▸ Source passage:

Bank of Israel keeps interest rate unchanged, as expected

Bank of Israel Governor Amir Yaron credit: Eyal Izhar, Tali Bogdansky
Bank of Israel Governor Amir Yaron credit: Eyal Izhar, Tali Bogdansky

This is the third successive time that the Bank of Israel has left the interest rate unchanged, as inflationary pressures continue in the Israeli economy.

As forecast, in its decision announced today, the Bank of Israel has kept its interest rate at 4.5%. This is the third successive time that the Bank of Israel has left the interest rate unchanged. Analysts expected the decision, in the light of the inflationary pressures seen in the past few months, as well as the geo-political uncertainty weighing on the Israeli economy.

One of the reasons for keeping the interest rate unchanged is the rise in the rate of inflation, which was running at an annual 2.8% in April. The banks and investment houses expected the annual rate of inflation to fall to 2.5%, and the surprise in the Consumer Price Index led many economists to estimate that inflationary pressures will be with us for months to come.

"There has been some increase in the inflation environment. Inflation in the past 12 months is 2.8 percent. Inflation expectations and forecasts from the various sources for the coming year increased, and are around the upper bound of the target range. Expectations for the second year and forward are within the target range, in its upper portion," the Bank of Israel Monetary Committee stated in its interest rate announcement today." The committee stresses that "In view of the war, the Monetary Committee’s policy is focusing on stabilizing the markets and reducing uncertainty, alongside price stability and supporting economic activity. The interest rate path will be determined in accordance with the continued convergence of inflation to its target, continued stability in the financial markets, economic activity, and fiscal policy."

▸ The problem:
Quote the whole Bank of Israel interest rate article word for word. Nothing in the records is required here.

[Collected data entries]
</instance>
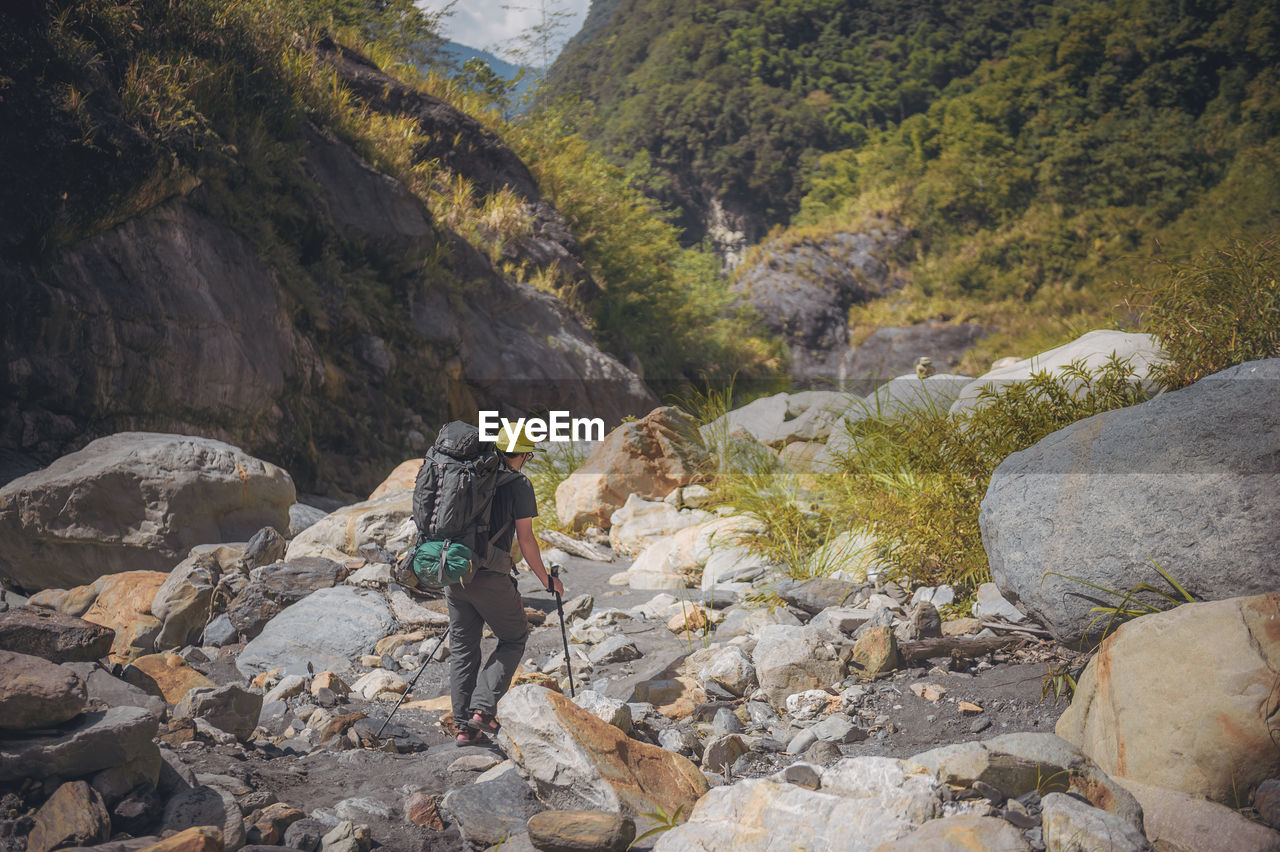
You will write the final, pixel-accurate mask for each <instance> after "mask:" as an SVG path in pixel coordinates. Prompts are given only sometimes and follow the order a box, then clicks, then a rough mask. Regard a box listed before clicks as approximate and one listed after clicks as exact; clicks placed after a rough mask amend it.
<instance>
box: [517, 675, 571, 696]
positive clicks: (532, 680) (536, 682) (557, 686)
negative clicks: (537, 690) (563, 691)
mask: <svg viewBox="0 0 1280 852" xmlns="http://www.w3.org/2000/svg"><path fill="white" fill-rule="evenodd" d="M521 683H535V684H538V686H540V687H547V688H548V690H553V691H556V692H559V691H561V688H559V681H557V679H556V678H554V677H553V675H550V674H543V673H541V672H520V673H518V674H516V677H513V678H512V679H511V686H513V687H517V686H520V684H521Z"/></svg>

▸ Your solution:
Bank of Israel keeps interest rate unchanged, as expected

Bank of Israel Governor Amir Yaron credit: Eyal Izhar, Tali Bogdansky
Bank of Israel Governor Amir Yaron credit: Eyal Izhar, Tali Bogdansky

This is the third successive time that the Bank of Israel has left the interest rate unchanged, as inflationary pressures continue in the Israeli economy.

As forecast, in its decision announced today, the Bank of Israel has kept its interest rate at 4.5%. This is the third successive time that the Bank of Israel has left the interest rate unchanged. Analysts expected the decision, in the light of the inflationary pressures seen in the past few months, as well as the geo-political uncertainty weighing on the Israeli economy.

One of the reasons for keeping the interest rate unchanged is the rise in the rate of inflation, which was running at an annual 2.8% in April. The banks and investment houses expected the annual rate of inflation to fall to 2.5%, and the surprise in the Consumer Price Index led many economists to estimate that inflationary pressures will be with us for months to come.

"There has been some increase in the inflation environment. Inflation in the past 12 months is 2.8 percent. Inflation expectations and forecasts from the various sources for the coming year increased, and are around the upper bound of the target range. Expectations for the second year and forward are within the target range, in its upper portion," the Bank of Israel Monetary Committee stated in its interest rate announcement today." The committee stresses that "In view of the war, the Monetary Committee’s policy is focusing on stabilizing the markets and reducing uncertainty, alongside price stability and supporting economic activity. The interest rate path will be determined in accordance with the continued convergence of inflation to its target, continued stability in the financial markets, economic activity, and fiscal policy."